[Photo-based referring expression data]
#####

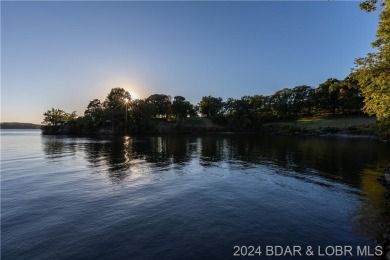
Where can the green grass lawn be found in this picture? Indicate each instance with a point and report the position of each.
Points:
(326, 121)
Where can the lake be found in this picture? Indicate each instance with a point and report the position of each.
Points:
(188, 197)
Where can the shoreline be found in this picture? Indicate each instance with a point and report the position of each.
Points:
(385, 181)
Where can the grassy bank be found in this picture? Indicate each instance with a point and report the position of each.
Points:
(353, 125)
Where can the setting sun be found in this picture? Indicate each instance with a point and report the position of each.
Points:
(134, 96)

#####

_Prompt_
Scan the lines above for "report", then copy every one that has it.

_Solved exercise_
Where can the green grass lawn be found in this picture? Indicate each instance with a point and report the position of each.
Where can the lake be found in this picture? Indicate each instance with a point and report the position of each.
Where can the shoreline be found in this picture? Indicate each instance with a point and report the position of each.
Where can the grassy bank be found in this picture? Indicate each instance with a point and report the position of each.
Where can the setting sun be found in this picture? Indicate each instance with a point and report the position of each.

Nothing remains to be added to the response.